## Requirement
Rewrite the items from the line with "Target: white stucco wall" through the end of the items, replacing "boulder" with "large stone" and leaving everything else unchanged.

## Information given

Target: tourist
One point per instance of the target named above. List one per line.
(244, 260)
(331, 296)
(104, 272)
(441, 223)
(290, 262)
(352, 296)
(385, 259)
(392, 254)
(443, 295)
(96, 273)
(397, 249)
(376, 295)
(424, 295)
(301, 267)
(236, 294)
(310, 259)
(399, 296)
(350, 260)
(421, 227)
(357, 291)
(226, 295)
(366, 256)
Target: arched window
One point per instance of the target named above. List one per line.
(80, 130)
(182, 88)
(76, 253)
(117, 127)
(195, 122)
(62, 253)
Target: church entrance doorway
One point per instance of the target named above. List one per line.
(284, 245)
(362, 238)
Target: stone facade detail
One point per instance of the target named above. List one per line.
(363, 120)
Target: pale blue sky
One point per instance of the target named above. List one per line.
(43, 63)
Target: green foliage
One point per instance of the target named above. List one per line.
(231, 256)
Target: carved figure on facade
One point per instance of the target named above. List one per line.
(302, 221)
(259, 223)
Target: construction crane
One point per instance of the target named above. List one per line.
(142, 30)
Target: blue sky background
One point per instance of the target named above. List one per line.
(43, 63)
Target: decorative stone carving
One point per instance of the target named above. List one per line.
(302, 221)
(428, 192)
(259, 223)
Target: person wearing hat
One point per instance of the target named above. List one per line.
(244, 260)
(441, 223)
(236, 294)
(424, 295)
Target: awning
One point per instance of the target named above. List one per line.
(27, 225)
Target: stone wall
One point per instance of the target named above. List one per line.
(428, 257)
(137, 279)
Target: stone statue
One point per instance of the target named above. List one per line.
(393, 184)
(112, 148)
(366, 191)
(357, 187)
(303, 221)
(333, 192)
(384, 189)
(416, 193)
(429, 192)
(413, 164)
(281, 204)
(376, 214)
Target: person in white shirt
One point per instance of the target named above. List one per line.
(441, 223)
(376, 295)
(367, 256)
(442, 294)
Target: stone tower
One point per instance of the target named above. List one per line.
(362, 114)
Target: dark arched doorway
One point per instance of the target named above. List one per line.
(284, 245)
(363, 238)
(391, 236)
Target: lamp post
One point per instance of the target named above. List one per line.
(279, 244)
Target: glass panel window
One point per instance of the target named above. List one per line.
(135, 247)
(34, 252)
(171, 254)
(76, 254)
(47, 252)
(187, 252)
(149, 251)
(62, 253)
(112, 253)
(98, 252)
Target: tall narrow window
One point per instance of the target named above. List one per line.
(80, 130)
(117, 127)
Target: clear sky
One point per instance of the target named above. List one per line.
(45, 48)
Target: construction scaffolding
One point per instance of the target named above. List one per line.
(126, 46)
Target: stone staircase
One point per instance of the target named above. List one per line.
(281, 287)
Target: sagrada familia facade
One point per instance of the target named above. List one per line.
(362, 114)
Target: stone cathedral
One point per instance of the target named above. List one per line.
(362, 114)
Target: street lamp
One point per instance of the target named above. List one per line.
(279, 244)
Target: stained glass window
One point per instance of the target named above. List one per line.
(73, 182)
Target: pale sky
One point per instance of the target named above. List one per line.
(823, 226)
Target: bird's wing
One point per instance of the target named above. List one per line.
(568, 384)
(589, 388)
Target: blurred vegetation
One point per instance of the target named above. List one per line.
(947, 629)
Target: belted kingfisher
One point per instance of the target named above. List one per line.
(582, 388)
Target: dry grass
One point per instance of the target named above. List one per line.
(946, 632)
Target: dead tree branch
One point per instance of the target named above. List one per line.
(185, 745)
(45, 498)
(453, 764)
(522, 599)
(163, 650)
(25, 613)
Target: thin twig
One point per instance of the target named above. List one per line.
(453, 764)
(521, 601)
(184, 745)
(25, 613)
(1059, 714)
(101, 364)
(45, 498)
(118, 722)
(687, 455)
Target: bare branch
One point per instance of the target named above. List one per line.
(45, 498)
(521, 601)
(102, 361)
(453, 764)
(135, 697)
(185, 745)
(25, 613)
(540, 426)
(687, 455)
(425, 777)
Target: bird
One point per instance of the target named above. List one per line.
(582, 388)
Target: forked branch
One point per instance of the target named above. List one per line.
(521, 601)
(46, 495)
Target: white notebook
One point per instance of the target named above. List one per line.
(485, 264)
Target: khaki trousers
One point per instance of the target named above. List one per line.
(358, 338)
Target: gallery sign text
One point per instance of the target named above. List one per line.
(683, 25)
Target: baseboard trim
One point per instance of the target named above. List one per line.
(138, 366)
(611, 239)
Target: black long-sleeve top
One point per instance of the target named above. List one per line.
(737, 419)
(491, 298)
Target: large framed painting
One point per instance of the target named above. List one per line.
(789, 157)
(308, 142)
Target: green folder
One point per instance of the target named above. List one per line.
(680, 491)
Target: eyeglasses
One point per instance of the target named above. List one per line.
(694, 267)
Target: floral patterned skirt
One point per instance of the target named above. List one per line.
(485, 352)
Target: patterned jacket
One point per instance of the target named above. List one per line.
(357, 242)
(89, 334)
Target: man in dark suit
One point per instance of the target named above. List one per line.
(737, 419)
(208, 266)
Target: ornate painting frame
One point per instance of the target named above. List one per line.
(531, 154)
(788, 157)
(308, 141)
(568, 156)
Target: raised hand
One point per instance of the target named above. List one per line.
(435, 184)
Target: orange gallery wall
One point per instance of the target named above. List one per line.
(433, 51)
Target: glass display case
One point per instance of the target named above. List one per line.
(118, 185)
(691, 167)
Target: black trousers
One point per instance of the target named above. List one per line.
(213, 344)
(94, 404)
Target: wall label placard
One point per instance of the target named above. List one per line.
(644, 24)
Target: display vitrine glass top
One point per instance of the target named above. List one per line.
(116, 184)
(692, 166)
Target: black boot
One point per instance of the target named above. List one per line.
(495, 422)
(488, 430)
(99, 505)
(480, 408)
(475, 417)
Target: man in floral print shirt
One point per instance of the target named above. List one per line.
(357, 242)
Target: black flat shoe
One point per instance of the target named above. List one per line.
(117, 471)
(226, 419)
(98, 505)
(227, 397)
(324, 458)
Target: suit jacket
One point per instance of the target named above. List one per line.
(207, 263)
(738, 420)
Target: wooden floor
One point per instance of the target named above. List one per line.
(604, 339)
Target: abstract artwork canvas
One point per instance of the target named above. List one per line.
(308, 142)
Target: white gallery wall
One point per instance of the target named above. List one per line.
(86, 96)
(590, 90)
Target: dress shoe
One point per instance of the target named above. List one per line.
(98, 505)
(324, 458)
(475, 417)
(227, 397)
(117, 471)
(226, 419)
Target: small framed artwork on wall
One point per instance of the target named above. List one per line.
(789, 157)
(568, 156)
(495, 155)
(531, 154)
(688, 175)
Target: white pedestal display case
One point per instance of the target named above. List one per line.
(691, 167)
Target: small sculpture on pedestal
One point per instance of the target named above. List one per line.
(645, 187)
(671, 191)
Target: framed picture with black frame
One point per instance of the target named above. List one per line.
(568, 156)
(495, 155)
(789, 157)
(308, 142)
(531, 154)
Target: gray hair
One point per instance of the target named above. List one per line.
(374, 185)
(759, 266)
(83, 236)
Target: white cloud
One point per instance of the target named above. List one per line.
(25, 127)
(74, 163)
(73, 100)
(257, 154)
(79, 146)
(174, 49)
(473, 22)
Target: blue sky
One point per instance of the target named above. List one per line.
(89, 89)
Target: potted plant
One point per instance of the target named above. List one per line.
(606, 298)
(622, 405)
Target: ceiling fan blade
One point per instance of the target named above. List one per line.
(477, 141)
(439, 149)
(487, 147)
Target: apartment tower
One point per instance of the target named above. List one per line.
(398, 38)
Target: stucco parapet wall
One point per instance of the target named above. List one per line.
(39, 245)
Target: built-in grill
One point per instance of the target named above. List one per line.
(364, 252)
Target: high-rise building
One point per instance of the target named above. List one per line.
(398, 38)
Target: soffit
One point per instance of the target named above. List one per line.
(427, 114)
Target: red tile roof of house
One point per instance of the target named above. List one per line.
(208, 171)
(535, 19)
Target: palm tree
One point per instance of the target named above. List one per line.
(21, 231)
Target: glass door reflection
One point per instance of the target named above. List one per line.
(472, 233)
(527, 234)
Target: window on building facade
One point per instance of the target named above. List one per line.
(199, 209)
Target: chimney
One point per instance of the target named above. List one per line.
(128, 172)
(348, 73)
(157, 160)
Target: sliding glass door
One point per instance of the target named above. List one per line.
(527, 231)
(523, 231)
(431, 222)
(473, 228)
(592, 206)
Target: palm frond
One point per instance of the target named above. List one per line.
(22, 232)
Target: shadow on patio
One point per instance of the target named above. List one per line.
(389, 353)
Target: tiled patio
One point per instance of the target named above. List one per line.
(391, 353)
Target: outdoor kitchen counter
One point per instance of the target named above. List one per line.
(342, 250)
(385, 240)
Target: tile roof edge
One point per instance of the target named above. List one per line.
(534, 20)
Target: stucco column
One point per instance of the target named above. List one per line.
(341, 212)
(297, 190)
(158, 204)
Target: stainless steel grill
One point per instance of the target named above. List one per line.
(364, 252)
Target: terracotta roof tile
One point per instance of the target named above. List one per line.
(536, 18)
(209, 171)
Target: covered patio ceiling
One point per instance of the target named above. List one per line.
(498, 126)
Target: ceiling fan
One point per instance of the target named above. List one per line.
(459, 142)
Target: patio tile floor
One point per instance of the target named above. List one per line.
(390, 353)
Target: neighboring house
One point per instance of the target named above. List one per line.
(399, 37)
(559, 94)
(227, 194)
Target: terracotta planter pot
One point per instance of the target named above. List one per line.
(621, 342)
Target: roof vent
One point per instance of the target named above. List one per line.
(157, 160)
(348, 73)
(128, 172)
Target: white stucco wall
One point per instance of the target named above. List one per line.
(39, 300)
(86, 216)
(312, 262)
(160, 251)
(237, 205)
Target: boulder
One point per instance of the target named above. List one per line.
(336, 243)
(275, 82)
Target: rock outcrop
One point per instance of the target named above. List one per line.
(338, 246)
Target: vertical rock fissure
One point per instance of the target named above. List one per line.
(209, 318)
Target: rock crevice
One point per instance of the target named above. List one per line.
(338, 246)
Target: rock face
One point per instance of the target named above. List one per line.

## Problem solution
Target: white stucco wall
One point per instance of the target named above. List one per line.
(39, 300)
(86, 216)
(312, 262)
(160, 251)
(237, 205)
Target: large stone
One point per instance of the target named above. List one per line.
(336, 243)
(275, 82)
Target: rock outcrop
One point per instance of the target named above. List one per line.
(338, 246)
Target: vertical rock fissure
One point per instance of the target named above. List one per line.
(209, 318)
Target: rock crevice
One point per instance of the target named above. List one per line.
(338, 246)
Target: rock face
One point per instance of the target named above. List one per line.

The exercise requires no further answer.